▶ [Aim]
Copy each of the following rows verbatim, keeping every line unchanged.

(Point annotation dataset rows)

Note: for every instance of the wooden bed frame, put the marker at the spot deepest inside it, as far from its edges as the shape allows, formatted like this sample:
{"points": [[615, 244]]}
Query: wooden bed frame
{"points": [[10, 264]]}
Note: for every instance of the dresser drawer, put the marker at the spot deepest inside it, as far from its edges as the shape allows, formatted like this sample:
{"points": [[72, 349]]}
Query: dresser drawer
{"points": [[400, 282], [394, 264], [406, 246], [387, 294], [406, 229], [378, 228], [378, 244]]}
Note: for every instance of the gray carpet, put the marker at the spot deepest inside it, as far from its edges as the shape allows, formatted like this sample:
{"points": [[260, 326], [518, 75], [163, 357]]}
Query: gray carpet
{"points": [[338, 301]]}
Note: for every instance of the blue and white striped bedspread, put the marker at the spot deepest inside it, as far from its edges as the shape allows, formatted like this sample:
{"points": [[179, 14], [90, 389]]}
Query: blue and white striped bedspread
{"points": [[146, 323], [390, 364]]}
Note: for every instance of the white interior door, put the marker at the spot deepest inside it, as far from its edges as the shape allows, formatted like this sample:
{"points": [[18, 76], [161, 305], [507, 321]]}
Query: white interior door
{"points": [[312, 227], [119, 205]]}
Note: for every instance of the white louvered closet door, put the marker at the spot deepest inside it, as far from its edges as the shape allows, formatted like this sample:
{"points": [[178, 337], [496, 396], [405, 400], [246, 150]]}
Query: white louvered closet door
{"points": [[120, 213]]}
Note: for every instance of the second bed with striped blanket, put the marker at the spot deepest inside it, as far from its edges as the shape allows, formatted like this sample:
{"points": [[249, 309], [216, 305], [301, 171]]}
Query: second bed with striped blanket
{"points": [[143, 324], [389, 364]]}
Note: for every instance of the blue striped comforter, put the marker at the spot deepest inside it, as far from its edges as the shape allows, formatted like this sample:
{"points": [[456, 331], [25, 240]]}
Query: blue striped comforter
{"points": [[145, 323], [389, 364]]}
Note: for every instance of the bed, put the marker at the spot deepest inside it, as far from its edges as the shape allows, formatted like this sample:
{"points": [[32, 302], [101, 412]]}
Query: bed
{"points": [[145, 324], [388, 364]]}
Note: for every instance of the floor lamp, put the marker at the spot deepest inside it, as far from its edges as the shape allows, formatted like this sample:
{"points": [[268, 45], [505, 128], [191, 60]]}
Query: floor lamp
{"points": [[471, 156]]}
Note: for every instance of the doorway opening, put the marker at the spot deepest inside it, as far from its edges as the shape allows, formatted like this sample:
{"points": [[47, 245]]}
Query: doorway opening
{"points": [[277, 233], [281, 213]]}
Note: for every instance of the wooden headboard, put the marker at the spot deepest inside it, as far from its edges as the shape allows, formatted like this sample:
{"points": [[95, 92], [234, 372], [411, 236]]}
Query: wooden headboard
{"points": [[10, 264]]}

▶ [In response]
Note: for every instance of the wooden bed frame, put the marker at the spot deepest inside it, as far from its edges as the shape allows, formatted like this sample:
{"points": [[615, 244]]}
Query: wooden bed frame
{"points": [[10, 264]]}
Note: for every instance of the dresser drawer, put the marker at the spot deepest inside it, as far from its edges as the shape allows, formatted like this sample:
{"points": [[72, 349]]}
Query: dresser drawer
{"points": [[400, 282], [394, 264], [406, 246], [387, 294], [406, 229], [378, 228], [378, 244]]}
Note: for every instance of the gray carpet, put the marker at the spot deepest inside it, as far from its edges as the shape allows, formatted like this sample:
{"points": [[260, 326], [518, 75], [163, 357]]}
Query: gray carpet
{"points": [[338, 301]]}
Note: for every instance of the blue and white striped bedspread, put the marker at the spot deepest inside it, as far from its edges as the shape allows, formatted like this sample:
{"points": [[179, 14], [90, 389]]}
Query: blue and white striped bedspread
{"points": [[146, 323], [390, 364]]}
Note: for every instance of the white interior door, put the marker at the spot deepest inside it, as far from its edges as the shape allows, formatted like this sample:
{"points": [[18, 76], [161, 305], [507, 321]]}
Query: white interior door
{"points": [[312, 227], [119, 205]]}
Note: for every instance of the white louvered closet door, put the marker at the spot deepest inside it, as far from its edges as the shape allows, formatted like this sample:
{"points": [[178, 337], [496, 396], [405, 400], [246, 150]]}
Query: white louvered closet door
{"points": [[120, 213]]}
Note: for every instance of the second bed with striped blanket, put the marker at the spot deepest inside it, as far from its edges as the shape allows, formatted like this sample:
{"points": [[249, 309], [216, 305], [301, 171]]}
Query: second bed with striped blanket
{"points": [[143, 324], [389, 364]]}
Note: for every instance of the blue striped comforter, put the marker at the spot deepest inside it, as far from its edges as the shape allows, formatted like this sample:
{"points": [[456, 331], [25, 240]]}
Query: blue striped comforter
{"points": [[145, 323], [389, 364]]}
Note: for every instance of the bed, put the marker at the spot deepest inside it, as far from its edges as the shape allows, formatted like this sample:
{"points": [[32, 302], [101, 412]]}
Query: bed
{"points": [[145, 324], [388, 364]]}
Note: for every instance of the floor lamp, put the marker at the spot deepest inside it, as far from its edges as the shape allows, formatted like this sample:
{"points": [[268, 45], [505, 128], [191, 60]]}
Query: floor lamp
{"points": [[471, 156]]}
Note: for every instance of the doorway opening, put the marker at the spot deepest inside it, as far from its edges as the shape allows, formatted like this sample:
{"points": [[47, 245]]}
Query: doorway opening
{"points": [[277, 233], [281, 213]]}
Note: for every instance of the wooden headboard, put the marker at the spot deepest inside it, as far from its edges as the shape allows, formatted like this sample:
{"points": [[95, 92], [234, 372], [411, 236]]}
Query: wooden headboard
{"points": [[10, 264]]}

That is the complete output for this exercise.